KETENTUAN TUGAS 1: Kumpulkan setiap baris catatan yang memuat kata "trace", dengan memperhatikan perbedaan huruf besar dan huruf kecil.

KUTIPAN:
"""
Demonstrasi vs Ketetapan Tuhan

Beberapa hari yang lalu ada demonstrasi yang ditujukan kepada kementerian keuangan dan RISTEK-DIKTI. Isinya tentang beasiswa bagi mahasiswa yang sedang dan akan studi lanjut, khususnya para dosen di perguruan tinggi. Interpretasi mengenai tindakan mereka terserah Anda, postingan ini hanya mencoba berbagi pengalaman saja.

Ada satu ketentuan yang tidak dapat disangkal, yaitu ketetapan Allah. Kita boleh berencana, mengeksekusinya, tetapi ketetapan tuhanlah yang berlaku. Tidak ada orang yang ingin sakit, bencana, dan kesusahan-kesusahan lainnya, tetapi jika Allah berkehendak, siapa pula yang bisa membatalkannya. Bahkan yang sudah pastipun, misalnya mati, tidak ada orang yang menginginkannya. Apalagi hal-hal lain yang tidak ganas-ganas banget, misalnya studi lanjut.

Sebenarnya beasiswa sendiri itu bagian dari studi lanjut. Masalah beasiswa ya berarti masalah studi lanjut. Karena dalam menyelesaikan kuliah S3, sepertinya hanya 20% fokus yang diberikan untuk murni perkuliahan, dan sisanya yang 80% untuk hal-hal lain yang salah satunya adalah beasiswa. Kenapa harus 80% dan 20%? Tidak ada hitungannya sih, hanya angka statistik dari Pareto saja. Jadi jika calon mahasiswa melihat bahwa studi lanjut itu fokus hanya ke 20% saja, alias 100% murni untuk kuliah, sudah dipastikan jika ada masalah-masalah non teknis maka mereka menganggap itulah penyebab dari lama atau bahkan tidak lulus-nya perkuliahan. Padahal itu sejatinya bagian dari proses penyelesaian studinya yang bahkan besarnya jauh melebihi proporsi kuliah.

Apakah kita bisa membantu para karyasiswa (sebutan untuk mahasiswa yang menerima beasiswa)? Tentu saja bisa, khususnya pemerintah yang untuk dosen dipegang oleh kementerian RISTEK-DIKTI dan departemen agama serta untuk non dosen oleh kementerian keuangan dan lain-lain (di tempat saya ada dari departemen pertanian). Mungkin di sini hanya pendapat saya mengenai bagaimana melancarkan proses studi lanjut:

Pantauan Perkuliahan oleh Institusi Asal

Tentu saja para karyasiswa harus melaporkan kemajuan studinya baik ke pemberi beasiswa (misalnya RISTEK-DIKTI) maupun institusi asal (misalnya departemen atau kampus). Namun selama ini kebanyakan institusi asal tidak ambil pusing, mungkin karena tidak tahu menahu apa yang terjadi terhadap karyasiswanya, atau menyerahkan semua kepada pemberi beasiswa. Jika beasiswa mengalir lancar, pasti kemajuannya oke, alias baik-baik saja. Padahal yang terjadi tidak demikian, karena banyaknya penerima beasiswa maka pemberi beasiswa pun tidak cukup mampu mengawasi, padahal laporan-laporan kemajuan belum tentu akurat, bahkan kebanyakan sedikit ada manipulasi. Bahkan untuk laporan kemajuan yang dibuat oleh supervisor pun bisa saja dibuat sebisa mungkin baik, karena supervisor agak meringankan beban si mahasiswa itu agar beasiswa cair.
"""
(Catatan)
"""
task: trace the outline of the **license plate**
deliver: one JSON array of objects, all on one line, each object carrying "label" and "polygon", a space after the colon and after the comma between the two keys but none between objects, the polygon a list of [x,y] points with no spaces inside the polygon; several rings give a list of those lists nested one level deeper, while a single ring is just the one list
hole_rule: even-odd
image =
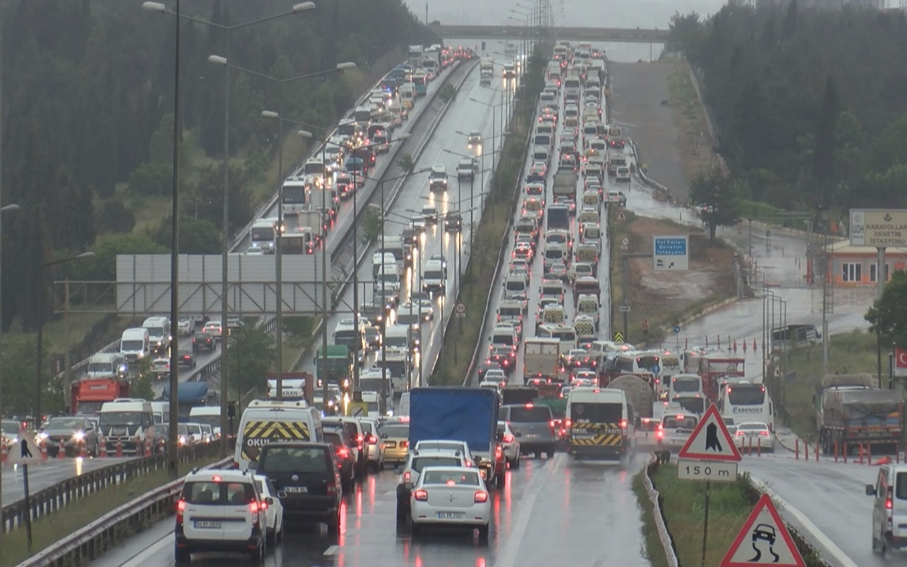
[{"label": "license plate", "polygon": [[220,522],[219,520],[196,520],[195,528],[197,530],[219,530]]},{"label": "license plate", "polygon": [[284,492],[288,493],[307,493],[308,486],[287,486],[284,488]]}]

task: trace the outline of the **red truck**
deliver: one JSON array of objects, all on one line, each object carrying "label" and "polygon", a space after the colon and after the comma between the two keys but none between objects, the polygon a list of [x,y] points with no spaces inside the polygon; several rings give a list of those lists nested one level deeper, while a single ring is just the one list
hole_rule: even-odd
[{"label": "red truck", "polygon": [[129,381],[116,378],[84,378],[72,386],[73,414],[97,414],[101,406],[118,397],[129,397]]}]

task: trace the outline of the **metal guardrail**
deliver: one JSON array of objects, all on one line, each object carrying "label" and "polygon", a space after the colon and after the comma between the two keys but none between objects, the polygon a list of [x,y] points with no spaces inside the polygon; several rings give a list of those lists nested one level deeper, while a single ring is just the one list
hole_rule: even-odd
[{"label": "metal guardrail", "polygon": [[[200,458],[217,456],[219,446],[219,444],[211,443],[187,447],[180,451],[180,462],[190,463]],[[25,518],[29,515],[32,520],[46,516],[63,506],[78,502],[83,496],[100,492],[112,484],[120,484],[150,473],[166,470],[166,455],[152,455],[68,478],[31,494],[29,506],[25,506],[24,499],[4,506],[0,512],[2,518],[0,529],[5,533],[12,532],[15,528],[24,526]]]},{"label": "metal guardrail", "polygon": [[[206,468],[223,468],[232,461],[233,457],[228,457]],[[18,567],[69,567],[97,559],[119,544],[124,533],[141,531],[171,514],[182,483],[180,478],[135,498],[38,552]]]},{"label": "metal guardrail", "polygon": [[665,560],[668,567],[679,567],[677,550],[674,547],[674,540],[668,532],[668,524],[665,522],[665,513],[661,509],[661,494],[655,489],[652,484],[652,474],[658,470],[661,465],[661,459],[652,453],[649,464],[646,465],[646,474],[642,475],[642,483],[646,486],[646,494],[649,494],[649,501],[652,503],[652,517],[655,518],[655,528],[658,532],[658,541],[665,552]]},{"label": "metal guardrail", "polygon": [[[526,142],[523,144],[523,161],[522,162],[523,166],[526,163],[526,155],[528,155],[529,153],[529,147],[531,145],[530,141],[532,139],[533,125],[535,124],[535,114],[538,112],[538,110],[539,110],[539,99],[538,97],[536,97],[535,112],[532,112],[532,115],[529,121],[529,127],[526,129]],[[510,120],[513,120],[512,115],[510,116]],[[505,138],[503,143],[501,144],[502,151],[503,150],[504,144],[506,143],[507,141]],[[500,166],[501,164],[499,162],[498,167]],[[512,205],[514,208],[519,206],[519,200],[522,195],[522,193],[520,192],[520,185],[522,185],[522,167],[521,167],[520,169],[520,175],[517,177],[516,187],[513,190],[513,202],[512,203]],[[488,200],[489,200],[486,199],[485,202],[487,203]],[[507,221],[507,228],[510,229],[512,223],[513,223],[513,216],[512,214],[510,220]],[[475,372],[475,366],[479,361],[480,357],[479,353],[482,352],[482,347],[483,347],[482,337],[484,337],[488,331],[488,318],[484,317],[484,315],[487,315],[488,306],[492,304],[492,297],[493,296],[495,290],[497,289],[497,288],[494,285],[494,282],[498,278],[498,274],[501,273],[502,268],[503,268],[504,256],[506,255],[506,252],[507,252],[506,246],[502,246],[501,249],[498,250],[498,260],[494,265],[494,276],[492,278],[492,285],[489,287],[488,296],[485,298],[485,308],[483,310],[483,317],[482,318],[482,327],[479,329],[478,340],[475,341],[475,348],[473,349],[473,357],[469,361],[469,367],[466,367],[466,376],[463,376],[463,386],[469,386],[470,381],[473,379],[473,373]],[[469,261],[473,261],[472,255],[470,255]]]}]

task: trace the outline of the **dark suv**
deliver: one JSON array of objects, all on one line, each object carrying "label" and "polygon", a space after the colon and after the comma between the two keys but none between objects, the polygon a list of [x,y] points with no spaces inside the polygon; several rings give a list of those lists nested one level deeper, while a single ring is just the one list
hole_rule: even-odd
[{"label": "dark suv", "polygon": [[340,531],[343,486],[334,445],[269,443],[261,447],[256,473],[274,483],[284,518],[324,522],[329,533]]},{"label": "dark suv", "polygon": [[537,458],[542,453],[546,453],[548,458],[554,456],[558,435],[551,407],[532,403],[502,406],[498,421],[511,423],[513,435],[520,441],[521,453],[534,453]]}]

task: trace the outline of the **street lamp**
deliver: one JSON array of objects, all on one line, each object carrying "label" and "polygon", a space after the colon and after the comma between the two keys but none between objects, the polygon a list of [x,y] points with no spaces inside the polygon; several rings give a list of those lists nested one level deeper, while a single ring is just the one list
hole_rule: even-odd
[{"label": "street lamp", "polygon": [[[340,65],[345,64],[340,64]],[[336,143],[329,140],[324,140],[321,138],[317,138],[315,134],[308,132],[307,130],[300,130],[297,132],[303,138],[308,138],[310,140],[316,140],[320,142],[322,144],[331,144],[337,146],[339,148],[346,149],[346,146],[340,143]],[[396,138],[390,141],[389,143],[394,143],[396,142],[405,142],[409,139],[409,134],[400,134]],[[378,144],[371,143],[366,145],[362,145],[356,148],[356,150],[371,150],[376,147]],[[356,154],[354,154],[355,156]],[[323,161],[323,160],[322,160]],[[363,165],[366,165],[366,158],[362,158]],[[357,226],[359,224],[359,209],[358,201],[356,200],[356,195],[359,194],[358,179],[359,179],[358,170],[353,170],[353,327],[358,331],[359,328],[359,270],[356,269],[356,261],[357,255],[359,253],[359,244],[358,244],[358,230]],[[362,176],[364,179],[368,179],[366,176]],[[363,181],[365,183],[365,181]],[[279,249],[278,249],[279,251]],[[325,285],[327,285],[327,279],[325,279]],[[325,319],[325,324],[327,324],[327,318]],[[327,348],[325,349],[327,352]],[[326,355],[327,356],[327,355]],[[327,365],[325,364],[325,370],[327,374]],[[325,386],[327,387],[327,386]],[[353,391],[354,395],[356,391],[359,389],[359,362],[358,360],[355,365],[353,365]]]},{"label": "street lamp", "polygon": [[[7,205],[14,206],[15,205]],[[0,209],[3,210],[6,209],[4,207]],[[7,209],[7,210],[16,210],[16,209]],[[43,370],[41,364],[41,358],[44,356],[44,348],[42,342],[44,341],[44,269],[50,268],[51,266],[56,266],[57,264],[63,264],[63,262],[72,262],[77,259],[82,259],[83,258],[92,258],[94,256],[94,252],[83,252],[82,254],[77,254],[75,256],[70,256],[67,258],[62,258],[60,259],[51,260],[49,262],[44,262],[41,265],[41,272],[39,275],[38,281],[38,345],[37,345],[37,369],[34,376],[34,386],[36,397],[34,398],[34,419],[35,419],[35,428],[41,426],[41,372]],[[67,348],[68,348],[67,345]]]},{"label": "street lamp", "polygon": [[[303,3],[303,5],[312,5],[312,7],[314,7],[314,5],[311,2]],[[294,8],[296,8],[296,6],[294,6]],[[311,9],[311,8],[307,8],[307,9]],[[278,79],[276,77],[272,77],[270,75],[267,75],[267,74],[264,74],[262,73],[258,73],[257,71],[252,71],[251,69],[246,69],[245,67],[240,67],[239,65],[234,65],[231,63],[229,63],[229,61],[227,59],[227,57],[223,57],[221,55],[209,55],[208,61],[210,63],[214,64],[223,65],[227,69],[236,69],[237,71],[240,71],[242,73],[249,73],[249,74],[259,77],[261,79],[265,79],[265,80],[270,81],[271,83],[276,83],[278,84],[285,84],[287,83],[293,83],[295,81],[301,81],[303,79],[310,79],[310,78],[314,78],[314,77],[320,77],[320,76],[324,76],[324,75],[327,75],[327,74],[330,74],[332,73],[340,73],[340,72],[345,71],[346,69],[354,69],[354,68],[356,68],[356,64],[354,64],[354,63],[341,63],[341,64],[337,64],[337,65],[334,69],[328,69],[327,71],[319,71],[319,72],[317,72],[317,73],[307,73],[307,74],[297,75],[297,76],[289,77],[289,78],[287,78],[287,79]],[[280,111],[279,111],[279,109],[278,109],[278,112],[269,112],[268,111],[265,111],[265,112],[268,112],[268,114],[265,114],[264,112],[262,112],[262,115],[266,116],[266,117],[272,117],[272,115],[276,115],[277,118],[280,118],[281,115],[282,115],[281,112],[280,112]],[[277,232],[277,239],[276,239],[277,242],[276,242],[276,247],[275,247],[276,248],[276,252],[277,252],[277,256],[276,256],[276,270],[277,270],[277,273],[278,273],[278,286],[277,286],[277,290],[276,291],[277,291],[277,358],[278,358],[278,366],[277,366],[277,387],[278,387],[278,400],[282,400],[283,399],[283,358],[282,358],[282,357],[283,357],[283,329],[280,328],[280,327],[281,327],[281,321],[280,321],[280,319],[281,319],[281,315],[282,315],[281,311],[282,311],[282,303],[283,303],[282,289],[281,289],[281,279],[282,279],[282,269],[283,269],[283,268],[281,266],[281,264],[282,264],[282,259],[282,259],[282,255],[280,254],[280,245],[281,245],[281,240],[282,240],[280,237],[281,237],[281,234],[283,232],[283,182],[282,182],[282,180],[283,180],[283,143],[282,142],[283,142],[283,120],[278,120],[278,232]],[[226,189],[226,184],[225,184],[225,189]],[[226,200],[226,195],[225,195],[225,200],[224,200],[224,206],[225,207],[227,206],[226,203],[227,203],[227,200]],[[226,266],[226,263],[224,263],[223,265]],[[223,285],[223,282],[221,282],[221,285]],[[226,292],[224,292],[222,295],[223,295],[223,298],[227,297]],[[225,299],[222,299],[221,308],[224,309],[224,312],[226,312],[226,308],[224,307],[224,304],[225,304]],[[224,316],[223,321],[222,321],[221,324],[222,325],[226,325],[226,322],[227,322],[227,318],[226,318],[226,316]],[[223,341],[221,341],[221,348],[223,348],[222,345],[223,345]],[[223,380],[221,380],[221,382],[223,382]],[[223,420],[223,411],[222,411],[222,407],[221,407],[221,421],[222,420]]]},{"label": "street lamp", "polygon": [[[294,14],[299,14],[301,12],[307,12],[309,10],[315,9],[314,2],[302,2],[299,4],[295,4],[290,8],[288,12],[282,12],[280,14],[275,14],[272,15],[265,16],[263,18],[258,18],[249,22],[243,22],[241,24],[235,24],[233,25],[225,25],[222,24],[217,24],[215,22],[210,22],[209,20],[204,20],[201,18],[193,17],[190,15],[186,15],[185,14],[171,12],[167,10],[167,7],[160,2],[144,2],[141,5],[141,9],[147,10],[149,12],[157,12],[160,14],[167,14],[170,15],[177,16],[177,19],[183,18],[195,22],[197,24],[201,24],[203,25],[208,25],[216,29],[223,30],[226,34],[227,39],[227,57],[229,57],[230,54],[230,33],[235,29],[239,29],[242,27],[247,27],[256,24],[261,24],[263,22],[268,22],[279,17],[284,17],[287,15],[292,15]],[[226,71],[229,72],[229,69]],[[220,234],[220,318],[221,326],[227,325],[227,318],[229,317],[229,308],[227,302],[227,262],[229,259],[229,73],[225,73],[224,75],[224,155],[223,155],[223,220],[221,224],[221,234]],[[220,356],[227,359],[227,349],[228,343],[229,341],[221,340],[220,341]],[[223,433],[227,432],[227,382],[228,382],[228,367],[227,365],[221,365],[220,367],[220,431]],[[239,399],[238,399],[239,403]],[[229,435],[220,435],[220,451],[223,455],[228,453],[227,438]]]}]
"""
KETENTUAN TUGAS 2:
Jawablah pertanyaan berikut berdasarkan kutipan tentang demonstrasi dan ketetapan Tuhan di atas.
(a) Kepada pihak mana demonstrasi yang disebutkan pada awal kutipan ditujukan?
(b) Apa sebutan bagi mahasiswa yang menerima beasiswa?
(c) Berapa persen fokus yang disebutkan diberikan untuk murni perkuliahan dalam menyelesaikan kuliah S3?

HASIL AKHIR 1:
task: trace the outline of the **license plate**
task: trace the outline of the **red truck**
task: trace the outline of the **metal guardrail**
task: trace the outline of the **dark suv**
task: trace the outline of the **street lamp**

HASIL AKHIR 2:
(a) Kementerian keuangan dan RISTEK-DIKTI.
(b) Karyasiswa.
(c) 20%.